WRITTEN TASK A.
Translate this sentence from the text below about Dostoevsky's novella into Spanish: "In his novella, Dostoevsky paints an absurd portrait of an eternal archetype still seen online today: the asocial, educated egoist."
:: DOCUMENT TEXT
In the age of Reddit intellectuals and X (formerly Twitter) rage-baiters, I couldn’t help but connect the dots of today’s anonymous educated society to the unnamed narrator of Fyodor Dostoevsky’s 1864 masterpiece novella “Notes from Underground.” In his novella, Dostoevsky paints an absurd portrait of an eternal archetype still seen online today: the asocial, educated egoist.
“Notes from Underground” is broken into two parts. Part one (labelled “Underground”) is a manifesto of sorts, written during the narrator’s time “underground” and away from society. It details the narrator’s anti-reason and pro-suffering mentality among many other things. Though occasionally tedious and always ridiculous, “Underground” serves less as a coherent philosophical practice and more as a transcription of the inner workings of a faux-intellectual’s mind.
::::
:: DATA SUPPLIED
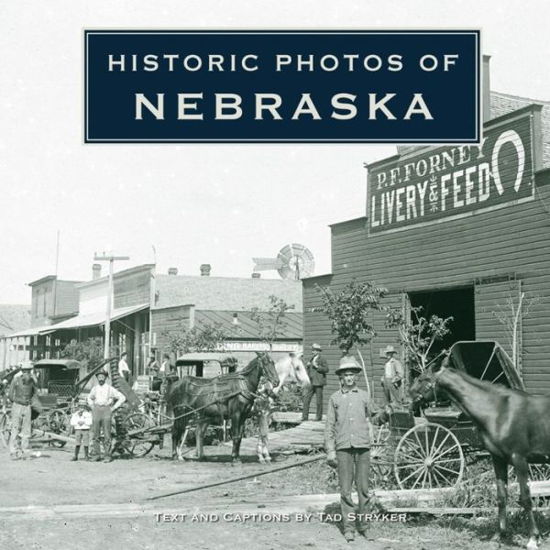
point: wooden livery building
(462, 231)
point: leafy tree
(350, 311)
(510, 315)
(271, 322)
(417, 334)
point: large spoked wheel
(428, 456)
(138, 444)
(381, 455)
(5, 429)
(58, 422)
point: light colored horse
(290, 369)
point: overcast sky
(217, 204)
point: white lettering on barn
(453, 181)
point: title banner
(446, 183)
(282, 86)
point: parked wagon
(432, 450)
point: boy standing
(81, 421)
(347, 443)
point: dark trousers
(353, 464)
(308, 394)
(101, 421)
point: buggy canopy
(485, 360)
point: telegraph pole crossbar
(111, 259)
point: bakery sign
(446, 183)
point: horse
(514, 427)
(291, 369)
(226, 397)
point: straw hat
(389, 349)
(347, 364)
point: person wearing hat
(317, 368)
(347, 444)
(104, 400)
(81, 421)
(21, 393)
(392, 381)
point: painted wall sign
(282, 86)
(449, 182)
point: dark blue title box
(282, 86)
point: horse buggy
(59, 383)
(432, 447)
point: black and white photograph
(275, 275)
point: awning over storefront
(33, 331)
(92, 319)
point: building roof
(225, 293)
(502, 104)
(248, 329)
(14, 317)
(93, 319)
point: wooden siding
(132, 289)
(491, 303)
(167, 320)
(511, 242)
(66, 298)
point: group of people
(348, 424)
(91, 417)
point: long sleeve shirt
(347, 420)
(105, 395)
(22, 392)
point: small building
(147, 306)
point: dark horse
(226, 397)
(514, 427)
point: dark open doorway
(457, 303)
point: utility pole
(111, 259)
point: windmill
(294, 261)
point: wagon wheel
(5, 429)
(539, 472)
(381, 470)
(427, 456)
(140, 444)
(58, 422)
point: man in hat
(21, 392)
(123, 368)
(81, 421)
(392, 381)
(104, 400)
(347, 443)
(317, 368)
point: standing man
(123, 368)
(104, 400)
(392, 381)
(21, 392)
(317, 368)
(347, 443)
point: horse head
(300, 371)
(423, 389)
(267, 368)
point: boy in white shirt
(81, 421)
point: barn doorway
(457, 303)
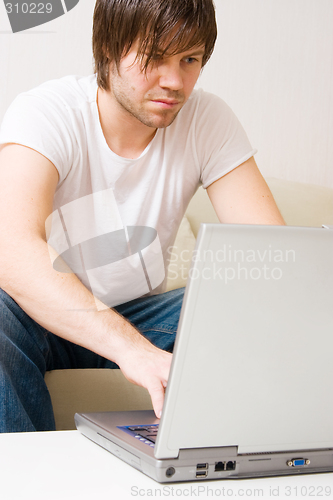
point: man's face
(155, 97)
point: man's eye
(190, 60)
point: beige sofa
(108, 390)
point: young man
(100, 170)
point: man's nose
(170, 76)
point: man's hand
(144, 364)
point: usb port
(298, 462)
(201, 474)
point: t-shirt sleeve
(34, 121)
(221, 141)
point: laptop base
(195, 464)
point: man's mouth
(166, 103)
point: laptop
(250, 392)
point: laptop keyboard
(145, 433)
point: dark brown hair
(119, 23)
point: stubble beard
(160, 119)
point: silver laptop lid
(253, 365)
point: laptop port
(230, 465)
(298, 462)
(202, 466)
(170, 471)
(200, 474)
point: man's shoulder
(204, 108)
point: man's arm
(243, 197)
(59, 301)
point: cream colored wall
(272, 64)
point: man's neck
(125, 135)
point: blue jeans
(27, 351)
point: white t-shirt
(114, 218)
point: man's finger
(156, 392)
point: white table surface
(66, 465)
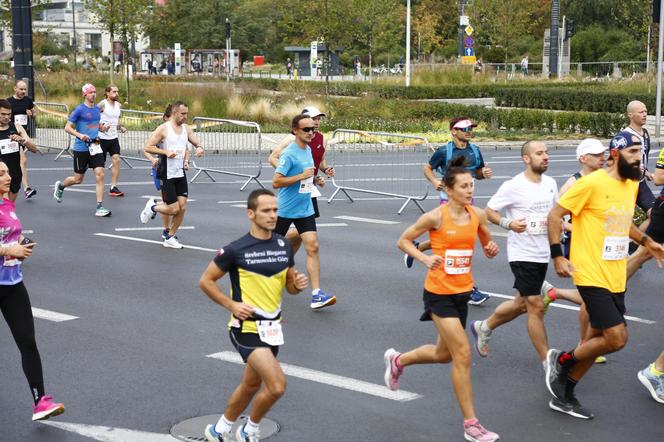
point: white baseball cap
(313, 112)
(589, 146)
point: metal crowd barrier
(50, 127)
(231, 148)
(380, 164)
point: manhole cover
(191, 430)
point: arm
(295, 281)
(208, 283)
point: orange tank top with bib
::::
WRITTEN TASK B.
How many lines of the records above contain the string "shirt"? Reply with the number alone.

FINAL RESULT A.
En su novela corta, Dostoievski pinta un retrato absurdo de un arquetipo eterno que todavía se ve hoy en internet: el egoísta asocial e instruido.

FINAL RESULT B.
4